+++ RECORDS PROVIDED +++
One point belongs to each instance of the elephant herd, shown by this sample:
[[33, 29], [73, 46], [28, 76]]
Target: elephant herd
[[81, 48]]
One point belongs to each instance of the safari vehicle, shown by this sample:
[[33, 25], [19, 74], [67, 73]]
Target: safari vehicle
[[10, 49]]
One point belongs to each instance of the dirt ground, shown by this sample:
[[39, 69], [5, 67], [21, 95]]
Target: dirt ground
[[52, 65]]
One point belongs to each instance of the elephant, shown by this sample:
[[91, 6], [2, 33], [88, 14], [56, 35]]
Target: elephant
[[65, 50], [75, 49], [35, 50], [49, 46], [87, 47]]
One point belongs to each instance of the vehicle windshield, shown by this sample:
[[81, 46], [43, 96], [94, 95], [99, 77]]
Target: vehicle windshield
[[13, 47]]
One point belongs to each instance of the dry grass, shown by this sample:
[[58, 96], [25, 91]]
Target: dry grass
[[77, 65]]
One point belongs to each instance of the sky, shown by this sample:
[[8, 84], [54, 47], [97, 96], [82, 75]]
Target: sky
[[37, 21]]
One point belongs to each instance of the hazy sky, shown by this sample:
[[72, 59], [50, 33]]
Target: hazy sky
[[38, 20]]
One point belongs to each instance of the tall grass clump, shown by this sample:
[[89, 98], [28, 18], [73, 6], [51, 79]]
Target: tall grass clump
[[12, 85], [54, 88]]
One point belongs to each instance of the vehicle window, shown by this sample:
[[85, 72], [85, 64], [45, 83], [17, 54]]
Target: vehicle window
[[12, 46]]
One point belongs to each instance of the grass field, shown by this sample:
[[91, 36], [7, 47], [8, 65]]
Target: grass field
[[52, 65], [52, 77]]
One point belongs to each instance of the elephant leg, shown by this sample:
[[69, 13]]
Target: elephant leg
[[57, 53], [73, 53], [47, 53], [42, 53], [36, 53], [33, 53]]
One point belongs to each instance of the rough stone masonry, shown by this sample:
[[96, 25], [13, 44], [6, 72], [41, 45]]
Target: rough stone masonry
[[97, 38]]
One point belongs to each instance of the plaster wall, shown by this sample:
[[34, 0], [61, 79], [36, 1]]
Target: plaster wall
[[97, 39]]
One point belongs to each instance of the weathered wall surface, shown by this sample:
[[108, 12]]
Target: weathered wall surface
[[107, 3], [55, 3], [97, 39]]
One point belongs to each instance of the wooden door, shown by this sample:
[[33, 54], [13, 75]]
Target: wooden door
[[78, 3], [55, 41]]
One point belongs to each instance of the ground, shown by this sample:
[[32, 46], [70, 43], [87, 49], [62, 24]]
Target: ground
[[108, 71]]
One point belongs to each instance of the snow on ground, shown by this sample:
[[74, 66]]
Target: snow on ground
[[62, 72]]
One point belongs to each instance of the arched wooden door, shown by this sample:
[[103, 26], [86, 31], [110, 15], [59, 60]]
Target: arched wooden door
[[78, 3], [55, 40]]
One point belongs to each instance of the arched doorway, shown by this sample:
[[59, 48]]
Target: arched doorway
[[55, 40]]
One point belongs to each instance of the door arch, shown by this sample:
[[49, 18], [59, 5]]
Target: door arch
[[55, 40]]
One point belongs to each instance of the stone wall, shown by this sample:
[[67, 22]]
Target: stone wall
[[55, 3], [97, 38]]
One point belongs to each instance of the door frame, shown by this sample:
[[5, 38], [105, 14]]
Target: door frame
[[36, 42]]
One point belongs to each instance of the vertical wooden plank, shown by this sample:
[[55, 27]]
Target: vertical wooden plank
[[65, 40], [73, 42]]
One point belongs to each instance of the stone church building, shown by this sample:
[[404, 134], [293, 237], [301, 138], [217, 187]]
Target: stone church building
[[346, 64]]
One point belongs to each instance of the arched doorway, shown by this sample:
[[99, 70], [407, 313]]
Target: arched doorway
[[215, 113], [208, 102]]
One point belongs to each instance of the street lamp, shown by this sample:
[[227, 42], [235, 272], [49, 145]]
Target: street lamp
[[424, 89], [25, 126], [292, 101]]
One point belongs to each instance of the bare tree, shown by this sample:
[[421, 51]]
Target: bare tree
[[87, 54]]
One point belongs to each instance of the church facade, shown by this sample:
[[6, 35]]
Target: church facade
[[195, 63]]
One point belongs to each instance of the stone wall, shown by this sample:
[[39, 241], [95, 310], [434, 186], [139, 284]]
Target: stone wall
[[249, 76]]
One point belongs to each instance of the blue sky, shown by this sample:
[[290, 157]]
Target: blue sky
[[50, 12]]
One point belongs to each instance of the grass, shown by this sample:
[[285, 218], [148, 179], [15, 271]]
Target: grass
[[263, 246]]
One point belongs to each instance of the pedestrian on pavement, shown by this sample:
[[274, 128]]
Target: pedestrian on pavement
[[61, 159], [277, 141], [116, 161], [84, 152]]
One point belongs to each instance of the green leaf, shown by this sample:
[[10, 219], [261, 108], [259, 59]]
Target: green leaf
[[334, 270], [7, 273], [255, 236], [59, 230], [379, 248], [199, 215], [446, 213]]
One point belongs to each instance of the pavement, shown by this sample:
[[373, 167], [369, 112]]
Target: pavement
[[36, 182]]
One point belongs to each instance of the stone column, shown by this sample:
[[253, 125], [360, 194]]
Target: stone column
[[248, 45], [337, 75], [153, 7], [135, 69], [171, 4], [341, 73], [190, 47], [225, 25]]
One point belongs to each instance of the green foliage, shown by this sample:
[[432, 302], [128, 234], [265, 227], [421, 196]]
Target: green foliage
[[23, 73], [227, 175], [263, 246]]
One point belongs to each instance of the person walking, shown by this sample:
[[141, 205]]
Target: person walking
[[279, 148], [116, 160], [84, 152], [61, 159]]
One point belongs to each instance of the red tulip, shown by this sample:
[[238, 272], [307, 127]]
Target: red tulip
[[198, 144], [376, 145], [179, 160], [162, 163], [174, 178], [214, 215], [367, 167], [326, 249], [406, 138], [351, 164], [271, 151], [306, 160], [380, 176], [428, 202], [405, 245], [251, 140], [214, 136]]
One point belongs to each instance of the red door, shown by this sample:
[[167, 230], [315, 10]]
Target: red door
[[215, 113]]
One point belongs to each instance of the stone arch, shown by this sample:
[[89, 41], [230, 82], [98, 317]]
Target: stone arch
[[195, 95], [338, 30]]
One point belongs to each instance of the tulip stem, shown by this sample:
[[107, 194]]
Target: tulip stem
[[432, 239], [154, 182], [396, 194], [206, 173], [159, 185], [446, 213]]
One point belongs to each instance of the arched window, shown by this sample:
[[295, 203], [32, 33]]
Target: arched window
+++
YOUR TASK: Print all of the rows above again, word for word, with nothing changed.

TASK RESULT:
One point belongs to each instance of the elephant herd, shown by this sample:
[[33, 29], [73, 46], [28, 76]]
Target: elephant herd
[[81, 48]]
One point belongs to each instance of the safari vehicle, shown by this sample:
[[33, 25], [19, 74], [67, 73]]
Target: safari vehicle
[[10, 49]]
One point belongs to each instance of the dirt ground, shown by this sample:
[[39, 69], [5, 67], [21, 95]]
Target: dirt ground
[[52, 65]]
One point belongs to each instance of the elephant, shown by this sample:
[[91, 6], [2, 33], [88, 14], [56, 35]]
Target: elephant
[[65, 50], [75, 49], [35, 50], [49, 46], [87, 47]]
One point belongs to each instance of the vehicle windshield, shown by this sample:
[[81, 46], [43, 96], [94, 95], [99, 77]]
Target: vehicle windshield
[[13, 47]]
One point belongs to each instance of the dry grass, shown by this sample:
[[58, 96], [25, 91]]
Target: dry grass
[[77, 65]]
One point belongs to each instance of the sky, shown by this sample:
[[8, 84], [54, 47], [97, 96], [82, 75]]
Target: sky
[[37, 21]]
One point belongs to each instance of the hazy sky, shown by this sample:
[[72, 59], [50, 33]]
Target: hazy sky
[[38, 20]]
One point belongs to each instance of the tall grass clump, shown by this sample:
[[89, 98], [28, 18], [73, 6], [51, 79]]
Target: tall grass clump
[[12, 85], [54, 88]]
One point belongs to each instance of the vehicle window, shown by this sample:
[[85, 72], [85, 64], [45, 83], [17, 54]]
Target: vehicle window
[[12, 46]]
One point belongs to each instance of the grass field, shown by this sample:
[[91, 36], [7, 47], [8, 65]]
Target: grass field
[[52, 65], [52, 77]]
One point belongs to each instance of the elephant leg, shown by this sample:
[[69, 13]]
Target: elephant leg
[[57, 53], [73, 53], [47, 53], [42, 53], [36, 53], [33, 53]]
One point belongs to each instance of the rough stone masonry, shown by this sample:
[[96, 25], [13, 44], [6, 72], [41, 45]]
Target: rough stone masonry
[[97, 38]]
One point belongs to each instance of the plaster wall, shown by this sample:
[[34, 0], [61, 79], [36, 1]]
Target: plaster wall
[[97, 39]]
One point belongs to each instance of the weathered wall surface, shown by this sample:
[[108, 12]]
Target: weathered wall surface
[[107, 3], [55, 3], [97, 39]]
One point belongs to each instance of the wooden door, shown by this sample:
[[33, 54], [13, 75]]
Target: wooden door
[[78, 3], [55, 41]]
One point belongs to each instance of the ground, shown by this sample:
[[32, 46], [70, 43], [87, 49], [62, 24]]
Target: ground
[[108, 71]]
One point belongs to each instance of the snow on ground, shown by this sample:
[[74, 66]]
Target: snow on ground
[[62, 72]]
One point belongs to each instance of the arched wooden door, shown by this sample:
[[103, 26], [86, 31], [110, 15], [59, 60]]
Target: arched wooden door
[[78, 3], [55, 40]]
One point belongs to each instance of the arched doorway, shown by this sample:
[[59, 48]]
Target: arched doorway
[[55, 40]]
One point belongs to each instance of the door arch, shown by this sample:
[[49, 18], [59, 5]]
Target: door arch
[[55, 40]]
One point belongs to each instance of the stone wall, shown by this sample:
[[67, 22]]
Target: stone wall
[[55, 3], [97, 38]]
One point belongs to each instance of the door frame, shown by this sample:
[[5, 38], [105, 14]]
Target: door frame
[[36, 42]]
One point belongs to each instance of the vertical wooden plank, shown by this sample:
[[55, 27]]
Target: vertical wooden plank
[[65, 40], [73, 42]]
One point belongs to each instance of the stone church building, shown by this sample:
[[404, 134], [293, 237], [301, 138], [217, 187]]
Target: stone church building
[[346, 64]]
One point belongs to each instance of the arched doorway, shown by this sample:
[[99, 70], [407, 313]]
Target: arched doorway
[[215, 113], [208, 102]]
One point belongs to each instance of the street lamp, shown by this sample:
[[227, 42], [235, 272], [49, 145]]
Target: street lamp
[[424, 89], [25, 126], [292, 101]]
One point belongs to each instance of the bare tree, shown by this sample:
[[421, 51]]
Target: bare tree
[[87, 54]]
One point belongs to each instance of the church facade, shown by this sample:
[[6, 35]]
Target: church facade
[[195, 63]]
One point belongs to each instance of the stone wall, shown by this sample:
[[39, 241], [95, 310], [434, 186], [139, 284]]
Target: stone wall
[[249, 76]]
One point belongs to each instance of the blue sky, shown by this sample:
[[290, 157]]
Target: blue sky
[[50, 12]]
One point belongs to each instance of the grass, shown by this sample:
[[285, 218], [148, 179], [15, 271]]
Target: grass
[[263, 246]]
One point belongs to each instance of the pedestrian on pavement, shown by this sample:
[[274, 128]]
Target: pedestrian on pavement
[[61, 159], [277, 141], [116, 161], [84, 152]]
One point belongs to each instance of the green leaf, shown by this sample:
[[10, 219], [261, 108], [259, 59]]
Target: green leaf
[[334, 270], [7, 273], [255, 236], [59, 230], [379, 248], [199, 215], [446, 213]]
One point belongs to each instance of the pavement, shown by this sample:
[[373, 167], [369, 112]]
Target: pavement
[[36, 182]]
One point belongs to each instance of the stone column, shown by this sample:
[[253, 125], [360, 194]]
Target: stone column
[[248, 45], [337, 75], [153, 7], [135, 69], [171, 4], [341, 73], [190, 47], [225, 25]]
One point belongs to each instance of the green foliage, shown by this sample:
[[432, 302], [128, 234], [265, 227], [421, 196]]
Target: green foliage
[[23, 73], [227, 175], [263, 246]]
One point belongs to each instance of the person walking, shown by this sample:
[[141, 205]]
Target: person walking
[[279, 148], [116, 160], [84, 152], [61, 159]]
One point belongs to each instance of the red tulip, shown by this sample:
[[238, 272], [307, 127]]
Target: red tulip
[[198, 144], [376, 145], [179, 160], [162, 163], [174, 178], [214, 215], [367, 167], [326, 249], [406, 138], [351, 164], [271, 151], [306, 160], [380, 176], [428, 202], [405, 245], [251, 140], [214, 136]]
One point belongs to each instance of the red door, shown by this sample:
[[167, 230], [315, 10]]
Target: red door
[[215, 113]]
One point belongs to each instance of the stone arch, shown by this sample:
[[89, 41], [230, 82], [98, 317]]
Target: stone arch
[[195, 95], [338, 30]]
One point belongs to each instance of the tulip stem, shown by this sample:
[[107, 194]]
Target: tulip stem
[[432, 239], [154, 182], [396, 194], [206, 173], [159, 185], [446, 213]]
One point belongs to each instance of the arched window, shown by this sample:
[[295, 203], [32, 33]]
Target: arched window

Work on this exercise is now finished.